---------- Data for this exercise
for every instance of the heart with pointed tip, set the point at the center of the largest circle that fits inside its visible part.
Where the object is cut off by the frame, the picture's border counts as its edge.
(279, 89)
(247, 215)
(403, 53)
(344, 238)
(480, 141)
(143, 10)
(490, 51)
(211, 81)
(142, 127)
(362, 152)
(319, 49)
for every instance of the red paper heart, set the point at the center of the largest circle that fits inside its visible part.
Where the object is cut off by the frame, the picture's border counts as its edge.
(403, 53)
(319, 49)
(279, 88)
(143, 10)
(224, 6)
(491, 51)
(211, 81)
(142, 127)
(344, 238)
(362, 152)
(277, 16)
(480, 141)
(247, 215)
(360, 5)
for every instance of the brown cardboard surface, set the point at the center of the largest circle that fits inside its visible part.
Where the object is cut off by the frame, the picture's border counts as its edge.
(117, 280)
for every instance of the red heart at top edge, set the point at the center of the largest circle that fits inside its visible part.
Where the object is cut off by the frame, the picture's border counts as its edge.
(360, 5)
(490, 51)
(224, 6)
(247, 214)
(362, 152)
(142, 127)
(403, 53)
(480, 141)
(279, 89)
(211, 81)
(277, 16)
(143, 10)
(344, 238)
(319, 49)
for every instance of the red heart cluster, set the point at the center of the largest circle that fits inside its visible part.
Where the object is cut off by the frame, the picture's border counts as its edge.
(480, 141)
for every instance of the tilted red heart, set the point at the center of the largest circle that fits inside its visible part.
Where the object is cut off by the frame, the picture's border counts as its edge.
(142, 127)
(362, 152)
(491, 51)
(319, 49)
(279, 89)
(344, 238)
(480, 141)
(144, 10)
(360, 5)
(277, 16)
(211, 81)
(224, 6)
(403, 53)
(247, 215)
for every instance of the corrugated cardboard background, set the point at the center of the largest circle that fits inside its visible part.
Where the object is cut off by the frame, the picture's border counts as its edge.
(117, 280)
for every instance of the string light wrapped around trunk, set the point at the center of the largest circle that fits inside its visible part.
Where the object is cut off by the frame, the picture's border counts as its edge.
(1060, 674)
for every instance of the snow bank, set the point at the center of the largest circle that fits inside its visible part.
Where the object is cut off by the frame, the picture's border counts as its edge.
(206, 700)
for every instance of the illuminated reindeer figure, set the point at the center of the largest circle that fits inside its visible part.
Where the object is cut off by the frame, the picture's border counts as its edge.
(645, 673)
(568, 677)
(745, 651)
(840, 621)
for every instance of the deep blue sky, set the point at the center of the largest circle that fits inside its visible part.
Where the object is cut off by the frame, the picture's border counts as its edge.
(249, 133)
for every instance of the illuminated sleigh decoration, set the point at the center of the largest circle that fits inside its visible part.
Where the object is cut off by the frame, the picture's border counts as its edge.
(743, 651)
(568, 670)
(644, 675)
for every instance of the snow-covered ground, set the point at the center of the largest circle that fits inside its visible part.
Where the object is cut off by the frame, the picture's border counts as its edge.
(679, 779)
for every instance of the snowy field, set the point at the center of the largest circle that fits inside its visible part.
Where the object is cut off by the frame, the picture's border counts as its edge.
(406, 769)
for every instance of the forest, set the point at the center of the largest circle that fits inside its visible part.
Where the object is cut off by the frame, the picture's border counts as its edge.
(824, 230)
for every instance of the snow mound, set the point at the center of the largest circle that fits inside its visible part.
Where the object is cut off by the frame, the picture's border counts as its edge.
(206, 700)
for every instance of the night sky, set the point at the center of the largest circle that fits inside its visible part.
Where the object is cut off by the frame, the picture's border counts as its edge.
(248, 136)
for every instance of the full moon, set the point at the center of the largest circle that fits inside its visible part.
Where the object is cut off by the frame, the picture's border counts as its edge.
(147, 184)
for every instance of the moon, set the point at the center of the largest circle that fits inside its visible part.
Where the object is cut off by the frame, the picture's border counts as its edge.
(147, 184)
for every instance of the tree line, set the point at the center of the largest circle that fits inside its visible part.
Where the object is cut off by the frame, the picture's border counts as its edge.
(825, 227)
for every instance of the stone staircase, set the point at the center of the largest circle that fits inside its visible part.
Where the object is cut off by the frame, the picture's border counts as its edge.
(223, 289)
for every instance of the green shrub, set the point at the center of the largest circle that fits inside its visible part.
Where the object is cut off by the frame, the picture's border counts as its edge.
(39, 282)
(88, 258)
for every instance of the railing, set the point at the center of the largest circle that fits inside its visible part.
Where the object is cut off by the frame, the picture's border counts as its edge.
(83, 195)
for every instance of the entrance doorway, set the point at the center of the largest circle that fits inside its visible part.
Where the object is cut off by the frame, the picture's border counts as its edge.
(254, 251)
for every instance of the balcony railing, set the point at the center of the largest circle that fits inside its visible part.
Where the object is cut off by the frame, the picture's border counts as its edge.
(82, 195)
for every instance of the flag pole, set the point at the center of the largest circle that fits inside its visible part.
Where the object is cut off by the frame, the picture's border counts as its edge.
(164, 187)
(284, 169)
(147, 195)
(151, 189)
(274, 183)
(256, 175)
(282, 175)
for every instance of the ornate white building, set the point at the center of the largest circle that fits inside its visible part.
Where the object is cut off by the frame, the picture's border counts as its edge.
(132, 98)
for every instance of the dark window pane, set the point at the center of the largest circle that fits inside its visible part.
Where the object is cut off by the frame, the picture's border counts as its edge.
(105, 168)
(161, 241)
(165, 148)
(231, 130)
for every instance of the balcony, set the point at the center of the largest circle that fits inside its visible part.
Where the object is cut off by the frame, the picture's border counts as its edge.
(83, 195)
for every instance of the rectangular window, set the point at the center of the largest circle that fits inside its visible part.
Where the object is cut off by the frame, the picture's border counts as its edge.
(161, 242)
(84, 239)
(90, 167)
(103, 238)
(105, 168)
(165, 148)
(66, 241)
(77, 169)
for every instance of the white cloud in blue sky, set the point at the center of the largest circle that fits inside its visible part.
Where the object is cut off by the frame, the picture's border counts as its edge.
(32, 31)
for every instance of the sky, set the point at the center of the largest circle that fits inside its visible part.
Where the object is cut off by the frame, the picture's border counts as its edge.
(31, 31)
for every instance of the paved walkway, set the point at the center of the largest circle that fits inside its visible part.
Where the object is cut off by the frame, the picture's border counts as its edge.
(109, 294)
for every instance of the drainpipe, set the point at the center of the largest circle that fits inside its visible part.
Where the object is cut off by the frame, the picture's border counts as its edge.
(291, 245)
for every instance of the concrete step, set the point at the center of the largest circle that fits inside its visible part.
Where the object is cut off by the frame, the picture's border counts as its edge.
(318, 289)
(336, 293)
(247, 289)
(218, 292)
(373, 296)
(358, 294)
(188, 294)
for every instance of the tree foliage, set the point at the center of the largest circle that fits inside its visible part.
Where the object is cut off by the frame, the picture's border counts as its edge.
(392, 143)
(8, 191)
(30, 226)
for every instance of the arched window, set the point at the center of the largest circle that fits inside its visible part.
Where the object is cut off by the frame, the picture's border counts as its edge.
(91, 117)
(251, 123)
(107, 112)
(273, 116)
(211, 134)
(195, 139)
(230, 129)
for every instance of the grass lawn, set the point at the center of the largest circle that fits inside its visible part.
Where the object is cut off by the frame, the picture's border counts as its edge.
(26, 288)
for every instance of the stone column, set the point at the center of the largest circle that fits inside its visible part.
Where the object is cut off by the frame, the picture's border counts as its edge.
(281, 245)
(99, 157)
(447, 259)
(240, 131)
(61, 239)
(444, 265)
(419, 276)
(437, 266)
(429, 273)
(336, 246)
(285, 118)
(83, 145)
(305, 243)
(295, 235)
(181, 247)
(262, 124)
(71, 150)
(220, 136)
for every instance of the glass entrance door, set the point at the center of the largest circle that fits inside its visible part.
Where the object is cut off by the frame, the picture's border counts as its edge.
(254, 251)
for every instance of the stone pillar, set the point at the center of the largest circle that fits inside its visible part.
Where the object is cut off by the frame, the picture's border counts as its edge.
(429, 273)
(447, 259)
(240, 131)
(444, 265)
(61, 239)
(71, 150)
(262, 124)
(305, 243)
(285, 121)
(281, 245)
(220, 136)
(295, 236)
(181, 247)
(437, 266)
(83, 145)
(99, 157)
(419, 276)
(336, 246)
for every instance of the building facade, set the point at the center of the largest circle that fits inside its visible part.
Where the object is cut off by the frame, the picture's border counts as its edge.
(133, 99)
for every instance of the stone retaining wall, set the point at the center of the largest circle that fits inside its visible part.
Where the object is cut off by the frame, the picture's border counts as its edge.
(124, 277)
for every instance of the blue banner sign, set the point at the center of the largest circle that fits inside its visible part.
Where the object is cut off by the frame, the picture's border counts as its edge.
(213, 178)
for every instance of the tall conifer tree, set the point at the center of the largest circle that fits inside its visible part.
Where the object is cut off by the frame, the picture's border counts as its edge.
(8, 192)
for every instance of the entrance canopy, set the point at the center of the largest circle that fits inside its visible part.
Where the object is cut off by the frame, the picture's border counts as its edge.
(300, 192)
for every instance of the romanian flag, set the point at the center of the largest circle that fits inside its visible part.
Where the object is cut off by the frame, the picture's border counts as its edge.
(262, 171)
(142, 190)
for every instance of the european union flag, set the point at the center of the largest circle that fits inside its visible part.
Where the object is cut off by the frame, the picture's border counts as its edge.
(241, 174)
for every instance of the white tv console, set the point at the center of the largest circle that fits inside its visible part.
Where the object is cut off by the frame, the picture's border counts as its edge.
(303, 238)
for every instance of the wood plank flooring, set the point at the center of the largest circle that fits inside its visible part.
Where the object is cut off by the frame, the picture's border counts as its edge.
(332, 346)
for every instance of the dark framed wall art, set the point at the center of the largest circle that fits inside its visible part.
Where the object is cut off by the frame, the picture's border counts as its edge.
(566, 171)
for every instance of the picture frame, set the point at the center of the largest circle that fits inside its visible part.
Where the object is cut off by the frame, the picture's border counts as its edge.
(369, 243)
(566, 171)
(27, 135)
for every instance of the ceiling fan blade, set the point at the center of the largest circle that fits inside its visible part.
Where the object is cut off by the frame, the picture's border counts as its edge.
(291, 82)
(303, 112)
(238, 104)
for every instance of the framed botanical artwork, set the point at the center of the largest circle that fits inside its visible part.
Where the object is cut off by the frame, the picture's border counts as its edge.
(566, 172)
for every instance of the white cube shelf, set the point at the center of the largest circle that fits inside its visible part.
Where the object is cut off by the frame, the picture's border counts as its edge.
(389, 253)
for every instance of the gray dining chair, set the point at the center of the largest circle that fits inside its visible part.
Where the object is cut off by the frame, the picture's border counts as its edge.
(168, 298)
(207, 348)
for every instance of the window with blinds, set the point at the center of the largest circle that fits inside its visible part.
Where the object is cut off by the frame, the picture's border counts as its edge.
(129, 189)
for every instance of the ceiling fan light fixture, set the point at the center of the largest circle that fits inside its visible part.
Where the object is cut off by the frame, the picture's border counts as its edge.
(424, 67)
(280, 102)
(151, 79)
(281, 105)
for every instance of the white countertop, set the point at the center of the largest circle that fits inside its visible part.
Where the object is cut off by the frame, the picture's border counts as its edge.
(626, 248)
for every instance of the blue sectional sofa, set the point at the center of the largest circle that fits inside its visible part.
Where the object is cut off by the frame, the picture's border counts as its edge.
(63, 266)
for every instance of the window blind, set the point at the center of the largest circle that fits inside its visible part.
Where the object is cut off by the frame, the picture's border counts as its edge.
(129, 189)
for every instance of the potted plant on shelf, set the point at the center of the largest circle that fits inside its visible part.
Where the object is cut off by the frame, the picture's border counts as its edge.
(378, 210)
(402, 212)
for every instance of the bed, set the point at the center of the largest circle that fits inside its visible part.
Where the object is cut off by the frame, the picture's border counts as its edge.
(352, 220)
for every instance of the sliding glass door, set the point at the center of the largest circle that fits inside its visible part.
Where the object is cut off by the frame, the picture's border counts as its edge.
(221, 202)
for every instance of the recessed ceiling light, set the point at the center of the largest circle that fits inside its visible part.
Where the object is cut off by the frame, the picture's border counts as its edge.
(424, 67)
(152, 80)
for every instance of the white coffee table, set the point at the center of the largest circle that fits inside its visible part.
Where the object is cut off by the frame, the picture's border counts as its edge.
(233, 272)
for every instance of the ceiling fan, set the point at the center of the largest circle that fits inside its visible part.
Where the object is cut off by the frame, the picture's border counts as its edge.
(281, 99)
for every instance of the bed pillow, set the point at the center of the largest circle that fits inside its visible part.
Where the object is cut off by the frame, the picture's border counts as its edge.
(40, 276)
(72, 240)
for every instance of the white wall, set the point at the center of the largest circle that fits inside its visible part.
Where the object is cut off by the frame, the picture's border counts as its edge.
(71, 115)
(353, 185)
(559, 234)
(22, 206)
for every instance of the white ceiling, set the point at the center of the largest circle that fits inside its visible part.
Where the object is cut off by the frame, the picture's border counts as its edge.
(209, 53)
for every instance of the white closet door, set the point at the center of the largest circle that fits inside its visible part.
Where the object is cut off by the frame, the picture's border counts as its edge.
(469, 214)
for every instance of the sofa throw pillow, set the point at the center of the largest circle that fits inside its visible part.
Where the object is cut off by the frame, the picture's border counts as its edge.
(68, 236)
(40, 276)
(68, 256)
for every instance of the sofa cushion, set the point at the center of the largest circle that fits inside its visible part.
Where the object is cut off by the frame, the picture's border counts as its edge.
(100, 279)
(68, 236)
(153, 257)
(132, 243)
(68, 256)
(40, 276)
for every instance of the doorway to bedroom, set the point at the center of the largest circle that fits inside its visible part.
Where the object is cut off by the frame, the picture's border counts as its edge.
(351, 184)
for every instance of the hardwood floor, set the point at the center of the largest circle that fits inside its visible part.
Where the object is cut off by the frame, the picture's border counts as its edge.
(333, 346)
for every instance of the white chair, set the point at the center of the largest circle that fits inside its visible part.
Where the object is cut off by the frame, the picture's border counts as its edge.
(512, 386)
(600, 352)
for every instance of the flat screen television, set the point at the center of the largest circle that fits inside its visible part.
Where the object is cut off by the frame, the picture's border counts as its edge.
--------------------
**What is required:**
As the answer, set down only the lines from the data above between the one holding "for every instance of the white closet" and the one holding "for every instance of the hardwood", inclusive, exactly as they read.

**The answer:**
for every instance of the white closet door, set the point at the center of the largest circle that fits inside its visible part.
Where the object is cut off by the frame, the picture's border counts as its edge.
(469, 214)
for every instance of the sofa throw pillow, set the point at the center of the largest circle that fits inside its visible part.
Where the object is cut off by the frame, the picture's border counts as its edge.
(68, 236)
(40, 276)
(68, 256)
for every instance of the sofa cushion, set the point at the center of the largest circle that fits inside its visible part.
Where the object is cut off by the frame, the picture's border counts as its edge.
(100, 279)
(68, 236)
(153, 257)
(132, 243)
(68, 256)
(40, 276)
for every instance of the doorway to bedroom, set the point at the center of the largest circle that fits inside its visible part.
Where the object is cut off by the frame, the picture's border counts as its edge.
(351, 184)
for every instance of the hardwood floor, set the point at the center of the largest circle that fits inside its visible part.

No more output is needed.